------ Available records
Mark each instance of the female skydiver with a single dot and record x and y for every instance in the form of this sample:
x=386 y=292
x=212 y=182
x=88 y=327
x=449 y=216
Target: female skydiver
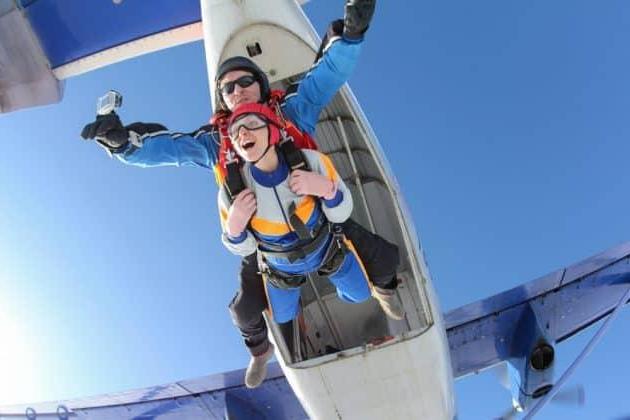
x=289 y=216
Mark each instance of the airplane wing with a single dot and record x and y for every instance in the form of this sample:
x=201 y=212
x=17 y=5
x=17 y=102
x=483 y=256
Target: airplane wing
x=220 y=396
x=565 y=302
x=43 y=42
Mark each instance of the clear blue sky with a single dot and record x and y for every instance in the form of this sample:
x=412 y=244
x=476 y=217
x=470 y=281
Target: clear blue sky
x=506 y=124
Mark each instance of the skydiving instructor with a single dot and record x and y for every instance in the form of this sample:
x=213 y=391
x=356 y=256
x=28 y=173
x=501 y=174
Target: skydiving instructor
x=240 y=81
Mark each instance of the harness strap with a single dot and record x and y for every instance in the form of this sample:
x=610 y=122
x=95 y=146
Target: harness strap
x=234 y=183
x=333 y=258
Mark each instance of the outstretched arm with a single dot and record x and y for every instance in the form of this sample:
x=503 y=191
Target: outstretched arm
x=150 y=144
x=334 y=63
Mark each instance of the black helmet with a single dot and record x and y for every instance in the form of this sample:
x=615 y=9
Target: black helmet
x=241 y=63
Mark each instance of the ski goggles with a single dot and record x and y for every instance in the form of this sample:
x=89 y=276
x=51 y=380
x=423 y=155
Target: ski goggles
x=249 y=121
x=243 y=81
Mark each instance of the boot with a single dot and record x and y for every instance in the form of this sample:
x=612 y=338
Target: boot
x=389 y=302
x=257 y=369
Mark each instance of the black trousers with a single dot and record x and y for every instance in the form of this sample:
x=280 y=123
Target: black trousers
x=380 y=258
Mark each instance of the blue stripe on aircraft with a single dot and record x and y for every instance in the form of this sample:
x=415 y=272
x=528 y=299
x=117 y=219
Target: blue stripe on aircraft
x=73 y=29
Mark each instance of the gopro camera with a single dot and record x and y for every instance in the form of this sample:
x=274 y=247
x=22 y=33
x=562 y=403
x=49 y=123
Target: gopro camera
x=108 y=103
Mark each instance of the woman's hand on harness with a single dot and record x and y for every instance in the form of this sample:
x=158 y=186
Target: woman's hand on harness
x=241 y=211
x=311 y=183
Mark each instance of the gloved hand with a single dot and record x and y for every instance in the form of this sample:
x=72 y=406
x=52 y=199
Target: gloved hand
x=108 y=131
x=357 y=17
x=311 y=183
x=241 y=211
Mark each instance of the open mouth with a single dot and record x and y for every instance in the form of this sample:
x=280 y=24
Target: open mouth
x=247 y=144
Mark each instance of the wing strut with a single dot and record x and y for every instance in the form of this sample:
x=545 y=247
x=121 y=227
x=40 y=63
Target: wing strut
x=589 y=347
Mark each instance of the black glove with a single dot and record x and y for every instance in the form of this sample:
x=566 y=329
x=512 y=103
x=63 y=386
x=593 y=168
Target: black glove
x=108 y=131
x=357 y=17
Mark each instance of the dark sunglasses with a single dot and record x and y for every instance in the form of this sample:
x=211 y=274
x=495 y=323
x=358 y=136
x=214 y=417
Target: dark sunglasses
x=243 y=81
------------
------ Available records
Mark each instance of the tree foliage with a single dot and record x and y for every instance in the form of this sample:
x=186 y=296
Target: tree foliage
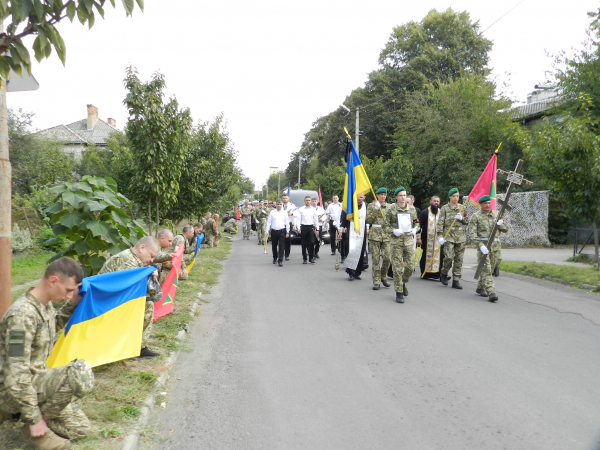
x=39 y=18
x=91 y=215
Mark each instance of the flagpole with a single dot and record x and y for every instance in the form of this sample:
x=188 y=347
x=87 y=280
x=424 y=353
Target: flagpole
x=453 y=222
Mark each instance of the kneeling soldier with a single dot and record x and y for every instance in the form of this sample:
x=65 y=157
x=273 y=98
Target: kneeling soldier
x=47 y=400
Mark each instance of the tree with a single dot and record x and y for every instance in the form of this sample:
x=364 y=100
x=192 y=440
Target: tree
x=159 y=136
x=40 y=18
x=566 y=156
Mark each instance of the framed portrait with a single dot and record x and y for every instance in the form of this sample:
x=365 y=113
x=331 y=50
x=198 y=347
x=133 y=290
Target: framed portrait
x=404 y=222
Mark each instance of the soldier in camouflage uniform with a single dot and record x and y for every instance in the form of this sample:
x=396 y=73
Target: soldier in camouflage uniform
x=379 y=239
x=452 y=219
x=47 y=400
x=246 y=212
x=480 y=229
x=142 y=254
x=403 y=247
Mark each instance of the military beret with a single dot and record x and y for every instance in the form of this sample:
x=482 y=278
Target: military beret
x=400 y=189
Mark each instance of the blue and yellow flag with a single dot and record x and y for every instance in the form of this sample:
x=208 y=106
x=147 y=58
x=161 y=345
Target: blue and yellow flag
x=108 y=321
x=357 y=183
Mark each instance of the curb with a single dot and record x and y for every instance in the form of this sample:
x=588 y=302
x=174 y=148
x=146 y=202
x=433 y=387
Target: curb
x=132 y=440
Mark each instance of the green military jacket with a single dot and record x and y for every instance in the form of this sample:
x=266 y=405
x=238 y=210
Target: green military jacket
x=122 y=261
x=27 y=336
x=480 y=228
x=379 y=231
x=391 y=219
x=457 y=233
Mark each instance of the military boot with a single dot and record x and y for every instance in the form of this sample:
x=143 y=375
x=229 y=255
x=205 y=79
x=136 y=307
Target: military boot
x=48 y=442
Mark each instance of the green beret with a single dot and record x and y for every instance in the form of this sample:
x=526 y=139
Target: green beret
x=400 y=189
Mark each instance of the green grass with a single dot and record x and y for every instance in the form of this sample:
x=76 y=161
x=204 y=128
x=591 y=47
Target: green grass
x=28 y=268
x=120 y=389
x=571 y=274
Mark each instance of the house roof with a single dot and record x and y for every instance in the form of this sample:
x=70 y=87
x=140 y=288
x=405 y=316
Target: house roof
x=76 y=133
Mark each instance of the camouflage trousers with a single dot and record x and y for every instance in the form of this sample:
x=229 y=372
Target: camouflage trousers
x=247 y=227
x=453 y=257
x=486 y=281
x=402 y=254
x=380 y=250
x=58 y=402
------------
### Work instructions
Return exactly the lines above from the line that has "x=365 y=113" through the line that has "x=238 y=210", inclusive, and nothing else.

### Result
x=365 y=113
x=331 y=50
x=198 y=347
x=133 y=290
Target: framed portrait
x=404 y=222
Mark each instance of the soldier in camouflage uniform with a single dot and record x and y for every instance in the form of this sample:
x=396 y=73
Target: soldier in camouflage uniform
x=379 y=239
x=452 y=219
x=47 y=400
x=246 y=212
x=480 y=229
x=142 y=254
x=403 y=247
Mark each instance of the military beret with a single dot and record x and y for every instance in the form of this sample:
x=482 y=278
Target: military beret
x=400 y=189
Mark each instance of the blue and yellow flag with a single dot and record x and y for every instance in the form of this sample:
x=208 y=106
x=147 y=58
x=161 y=345
Target: blue and yellow flag
x=108 y=321
x=357 y=183
Mark each instance of the curb with a single dot and record x and y for every instance in the form of this sample:
x=588 y=302
x=174 y=148
x=146 y=202
x=433 y=387
Target: curb
x=132 y=440
Mark each instance of the green military jacket with a single dot and record x and y for every instance in the form of this sample:
x=266 y=405
x=238 y=210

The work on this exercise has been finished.